Print the data below exactly, but only the lines from the one containing "get_box(white border)" down to the one containing "get_box(baboon's ear)", inclusive.

PROVIDED DATA ->
##########

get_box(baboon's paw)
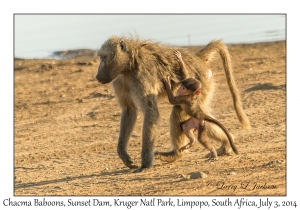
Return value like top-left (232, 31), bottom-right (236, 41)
top-left (205, 150), bottom-right (223, 158)
top-left (212, 146), bottom-right (233, 156)
top-left (208, 156), bottom-right (218, 161)
top-left (204, 152), bottom-right (218, 161)
top-left (128, 164), bottom-right (139, 169)
top-left (132, 167), bottom-right (151, 173)
top-left (123, 160), bottom-right (139, 169)
top-left (154, 152), bottom-right (172, 161)
top-left (153, 149), bottom-right (185, 163)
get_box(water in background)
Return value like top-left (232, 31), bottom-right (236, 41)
top-left (14, 14), bottom-right (285, 59)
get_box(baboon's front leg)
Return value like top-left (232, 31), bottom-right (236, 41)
top-left (134, 96), bottom-right (159, 173)
top-left (113, 76), bottom-right (138, 169)
top-left (117, 107), bottom-right (138, 169)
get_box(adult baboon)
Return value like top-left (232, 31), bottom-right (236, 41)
top-left (95, 36), bottom-right (250, 172)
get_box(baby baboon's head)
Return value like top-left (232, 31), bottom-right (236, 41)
top-left (181, 78), bottom-right (202, 92)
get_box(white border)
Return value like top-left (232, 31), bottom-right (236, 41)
top-left (1, 1), bottom-right (298, 209)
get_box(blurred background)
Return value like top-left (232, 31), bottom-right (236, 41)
top-left (14, 14), bottom-right (285, 59)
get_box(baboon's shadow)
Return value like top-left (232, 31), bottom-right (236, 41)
top-left (14, 169), bottom-right (132, 190)
top-left (245, 83), bottom-right (286, 92)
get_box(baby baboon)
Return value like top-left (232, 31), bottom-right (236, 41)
top-left (162, 51), bottom-right (237, 160)
top-left (95, 36), bottom-right (250, 172)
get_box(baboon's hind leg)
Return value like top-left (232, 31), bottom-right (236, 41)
top-left (197, 121), bottom-right (218, 160)
top-left (155, 105), bottom-right (188, 162)
top-left (205, 121), bottom-right (235, 157)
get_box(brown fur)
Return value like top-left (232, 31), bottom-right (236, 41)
top-left (96, 36), bottom-right (250, 171)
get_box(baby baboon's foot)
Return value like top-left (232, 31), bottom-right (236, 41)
top-left (205, 147), bottom-right (232, 158)
top-left (179, 141), bottom-right (195, 152)
top-left (208, 151), bottom-right (218, 161)
top-left (179, 144), bottom-right (191, 152)
top-left (205, 158), bottom-right (218, 163)
top-left (205, 148), bottom-right (219, 159)
top-left (216, 146), bottom-right (233, 156)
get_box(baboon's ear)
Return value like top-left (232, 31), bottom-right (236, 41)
top-left (194, 88), bottom-right (201, 95)
top-left (120, 40), bottom-right (127, 52)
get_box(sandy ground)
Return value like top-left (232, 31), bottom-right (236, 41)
top-left (14, 40), bottom-right (286, 196)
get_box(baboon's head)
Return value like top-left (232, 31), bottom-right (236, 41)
top-left (96, 37), bottom-right (130, 84)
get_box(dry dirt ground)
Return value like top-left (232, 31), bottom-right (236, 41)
top-left (14, 41), bottom-right (286, 196)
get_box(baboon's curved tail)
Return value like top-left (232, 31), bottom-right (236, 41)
top-left (205, 115), bottom-right (238, 154)
top-left (196, 40), bottom-right (251, 129)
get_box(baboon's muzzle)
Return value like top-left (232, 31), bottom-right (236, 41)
top-left (96, 75), bottom-right (109, 84)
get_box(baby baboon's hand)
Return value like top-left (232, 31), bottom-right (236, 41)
top-left (162, 77), bottom-right (167, 83)
top-left (166, 76), bottom-right (171, 86)
top-left (162, 76), bottom-right (171, 88)
top-left (174, 50), bottom-right (182, 62)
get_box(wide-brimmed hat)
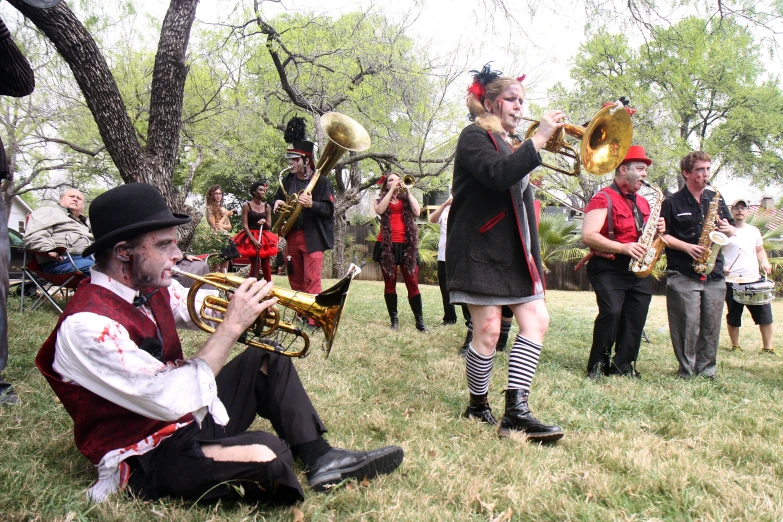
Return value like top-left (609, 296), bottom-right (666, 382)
top-left (621, 145), bottom-right (653, 166)
top-left (83, 183), bottom-right (191, 256)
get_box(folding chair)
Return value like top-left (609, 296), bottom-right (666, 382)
top-left (19, 247), bottom-right (87, 314)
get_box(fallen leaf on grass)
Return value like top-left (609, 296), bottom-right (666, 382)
top-left (361, 477), bottom-right (371, 487)
top-left (472, 494), bottom-right (496, 515)
top-left (345, 482), bottom-right (355, 491)
top-left (491, 508), bottom-right (513, 522)
top-left (429, 450), bottom-right (436, 458)
top-left (292, 506), bottom-right (305, 522)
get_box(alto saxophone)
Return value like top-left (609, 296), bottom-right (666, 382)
top-left (629, 181), bottom-right (665, 278)
top-left (693, 182), bottom-right (729, 275)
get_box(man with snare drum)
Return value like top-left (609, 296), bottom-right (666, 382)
top-left (722, 198), bottom-right (774, 354)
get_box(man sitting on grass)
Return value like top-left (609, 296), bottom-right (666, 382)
top-left (36, 183), bottom-right (403, 504)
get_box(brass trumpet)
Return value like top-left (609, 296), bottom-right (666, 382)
top-left (396, 175), bottom-right (415, 196)
top-left (522, 104), bottom-right (633, 176)
top-left (171, 265), bottom-right (361, 358)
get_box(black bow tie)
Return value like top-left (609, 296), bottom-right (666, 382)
top-left (133, 289), bottom-right (160, 308)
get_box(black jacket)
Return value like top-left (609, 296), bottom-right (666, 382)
top-left (661, 186), bottom-right (734, 281)
top-left (274, 173), bottom-right (334, 253)
top-left (446, 124), bottom-right (544, 298)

##########

YOUR SOLUTION ->
get_box(white border)
Return value like top-left (232, 31), bottom-right (236, 41)
top-left (1, 1), bottom-right (298, 209)
get_box(blurred background)
Return value like top-left (232, 31), bottom-right (236, 41)
top-left (14, 14), bottom-right (285, 59)
get_box(baboon's shadow)
Return value like top-left (232, 31), bottom-right (236, 41)
top-left (14, 169), bottom-right (132, 190)
top-left (245, 83), bottom-right (286, 92)
get_box(baby baboon)
Return value like top-left (232, 31), bottom-right (236, 41)
top-left (162, 51), bottom-right (237, 160)
top-left (95, 36), bottom-right (250, 172)
get_box(baboon's hind leg)
Return value like top-left (232, 31), bottom-right (236, 41)
top-left (197, 121), bottom-right (218, 160)
top-left (155, 105), bottom-right (188, 162)
top-left (205, 121), bottom-right (235, 157)
get_box(brown fur)
Return value like top-left (232, 31), bottom-right (236, 41)
top-left (96, 36), bottom-right (250, 171)
get_box(baby baboon's foot)
Return value like top-left (232, 31), bottom-right (236, 41)
top-left (205, 147), bottom-right (232, 158)
top-left (179, 141), bottom-right (195, 152)
top-left (208, 151), bottom-right (218, 161)
top-left (179, 144), bottom-right (191, 152)
top-left (205, 158), bottom-right (218, 163)
top-left (205, 148), bottom-right (219, 159)
top-left (216, 146), bottom-right (233, 156)
get_box(baboon's ear)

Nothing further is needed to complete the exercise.